Excerpts from a dataset
++++

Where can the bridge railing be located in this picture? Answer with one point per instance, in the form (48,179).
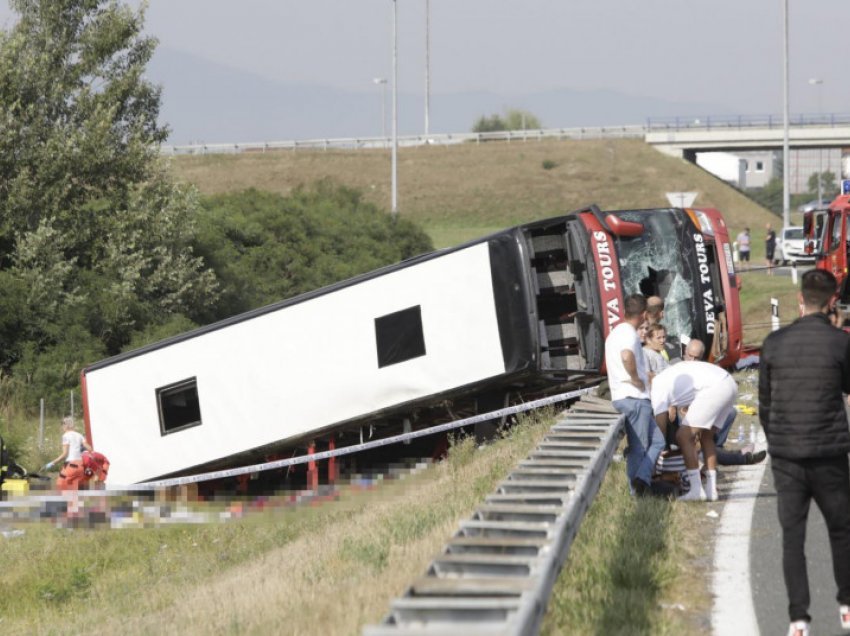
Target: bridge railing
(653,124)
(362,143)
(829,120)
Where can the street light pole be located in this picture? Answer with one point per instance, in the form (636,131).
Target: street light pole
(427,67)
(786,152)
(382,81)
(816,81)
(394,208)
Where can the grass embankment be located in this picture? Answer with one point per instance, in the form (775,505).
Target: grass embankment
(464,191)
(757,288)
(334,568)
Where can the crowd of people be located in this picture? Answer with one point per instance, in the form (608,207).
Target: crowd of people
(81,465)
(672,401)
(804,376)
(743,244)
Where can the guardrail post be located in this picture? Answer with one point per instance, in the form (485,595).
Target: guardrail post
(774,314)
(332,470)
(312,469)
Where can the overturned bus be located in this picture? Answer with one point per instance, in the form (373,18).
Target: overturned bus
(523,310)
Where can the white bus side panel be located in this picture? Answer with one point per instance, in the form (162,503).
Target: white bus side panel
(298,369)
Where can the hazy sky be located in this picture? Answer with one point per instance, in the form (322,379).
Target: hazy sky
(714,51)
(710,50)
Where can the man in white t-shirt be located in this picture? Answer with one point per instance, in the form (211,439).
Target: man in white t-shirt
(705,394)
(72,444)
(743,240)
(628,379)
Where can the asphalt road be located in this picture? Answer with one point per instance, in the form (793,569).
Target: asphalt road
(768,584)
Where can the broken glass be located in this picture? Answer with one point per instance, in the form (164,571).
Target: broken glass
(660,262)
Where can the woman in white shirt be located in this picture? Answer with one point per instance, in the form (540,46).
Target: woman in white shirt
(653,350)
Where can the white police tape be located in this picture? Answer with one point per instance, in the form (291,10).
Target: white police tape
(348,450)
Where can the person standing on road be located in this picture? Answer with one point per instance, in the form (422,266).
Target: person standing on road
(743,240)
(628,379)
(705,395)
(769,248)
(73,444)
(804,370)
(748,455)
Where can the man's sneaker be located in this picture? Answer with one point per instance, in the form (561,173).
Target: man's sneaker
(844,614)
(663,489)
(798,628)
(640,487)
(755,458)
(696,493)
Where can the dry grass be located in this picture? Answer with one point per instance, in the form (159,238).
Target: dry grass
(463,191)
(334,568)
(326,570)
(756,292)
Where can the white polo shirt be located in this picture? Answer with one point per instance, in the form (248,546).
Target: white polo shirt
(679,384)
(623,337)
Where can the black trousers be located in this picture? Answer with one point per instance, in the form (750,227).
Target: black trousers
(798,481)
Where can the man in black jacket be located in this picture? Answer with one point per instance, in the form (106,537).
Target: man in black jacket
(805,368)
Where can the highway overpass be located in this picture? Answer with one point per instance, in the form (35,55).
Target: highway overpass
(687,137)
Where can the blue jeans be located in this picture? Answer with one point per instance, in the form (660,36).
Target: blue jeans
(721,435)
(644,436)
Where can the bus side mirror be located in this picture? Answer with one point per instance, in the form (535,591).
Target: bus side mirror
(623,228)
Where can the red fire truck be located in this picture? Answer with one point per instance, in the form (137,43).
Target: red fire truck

++++

### About this exercise
Set out exactly the run of lines that begins at the line holding "Target: black trousers" and ends at the last line of the data.

### Answer section
Target: black trousers
(798,481)
Where can the man in black jacket be located in this picture? Answer with one point per instance, in the form (106,537).
Target: man in black jacket
(805,368)
Where can the highway overpass be located in this picture? Answer with one point per instance, in the form (35,55).
Target: highway overpass
(687,137)
Where can the blue jeans be located in this picture? Answer with one point per instance, in the form (660,36).
Target: blue jeans
(721,435)
(644,436)
Where can the bus side mirror be located in this picture? Answer with one point per instance, in the form (535,591).
Target: bus side mirror
(623,228)
Where can the red fire truck be located in this picture? Answer with one point per instance, in the form (137,43).
Target: red fire truck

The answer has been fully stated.